- [実施タスク]
A. 教師時代を振り返る掲載文から、「子どもたち」という語を含む文をすべて抜き出し、原文どおりに列挙せよ。
B. 教師時代を振り返る掲載文を、その最後の文の後から書き継げ。

- [掲載文]

§ §

うれしかったのは、当時私がよく口にしていた、「俺は君たちの20年後と勝負している」という言葉を覚えていてくれたことです。その頃私は、過去に学んだ知識に頼るだけで今現在学ぼうとしない教師や、子どもたちに対して上から目線の教師に対して強い不満を持っていました。子どもたちは、今は未熟ですが、「後世畏るべし」という言葉もあるように、何年か後に素晴らしい大人に成長する可能性を持っています。自分と同じ歳になった時の彼らに、今の自分が負けていないように学び続けよう。子どもたちを未熟で指導しなければいけない対象ではなく、自分と対等な、いや自分よりも立派な人間となる可能性のある一人の人間として尊重しよう。ともすると、他の教師のように自分に甘く、尊大になりそうになる自身への戒めでした。今から思うと気負い過ぎで恥ずかしいところもありますが、教師として彼らに自分を越えてもらいたいという願いも込めて、そう語っていた記憶があります。

§ §

- [提供データ]
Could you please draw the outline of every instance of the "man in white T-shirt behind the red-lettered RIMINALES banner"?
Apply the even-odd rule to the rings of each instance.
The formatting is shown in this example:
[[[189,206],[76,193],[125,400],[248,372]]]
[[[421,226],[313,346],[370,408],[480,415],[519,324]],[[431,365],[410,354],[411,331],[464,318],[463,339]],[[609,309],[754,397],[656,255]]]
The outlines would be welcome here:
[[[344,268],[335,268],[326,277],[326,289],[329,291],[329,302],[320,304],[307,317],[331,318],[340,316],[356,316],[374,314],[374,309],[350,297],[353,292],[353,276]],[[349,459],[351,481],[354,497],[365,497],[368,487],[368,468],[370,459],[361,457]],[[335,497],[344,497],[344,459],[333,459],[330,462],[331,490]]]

§ §

- [回答]
A.
- その頃私は、過去に学んだ知識に頼るだけで今現在学ぼうとしない教師や、子どもたちに対して上から目線の教師に対して強い不満を持っていました。
- 子どもたちは、今は未熟ですが、「後世畏るべし」という言葉もあるように、何年か後に素晴らしい大人に成長する可能性を持っています。
- 子どもたちを未熟で指導しなければいけない対象ではなく、自分と対等な、いや自分よりも立派な人間となる可能性のある一人の人間として尊重しよう。

B.
また、当時の数学の授業を「本当に楽しい授業でした」と言ってもらえ、これほどうれしいことはありません。20年後ではありませんでしたが、こうして教え子が活躍していることを知り、そのほんの一部分にでも自分が役に立てたのではないかと思えることは、教師冥利に尽きます。子どもたちの卒業後も「先生面をしたくない」という思いと、関わればきっとしてしまうだろうという思いから、教え子とは距離を置き続けてきましたが、こうした連絡をもらえると、そんなことは忘れてしまいます。
こうした教え子が一人でもいれば、「自分のような者が教師であってよかったのだ」と思えます。とてもうれしいメールでした。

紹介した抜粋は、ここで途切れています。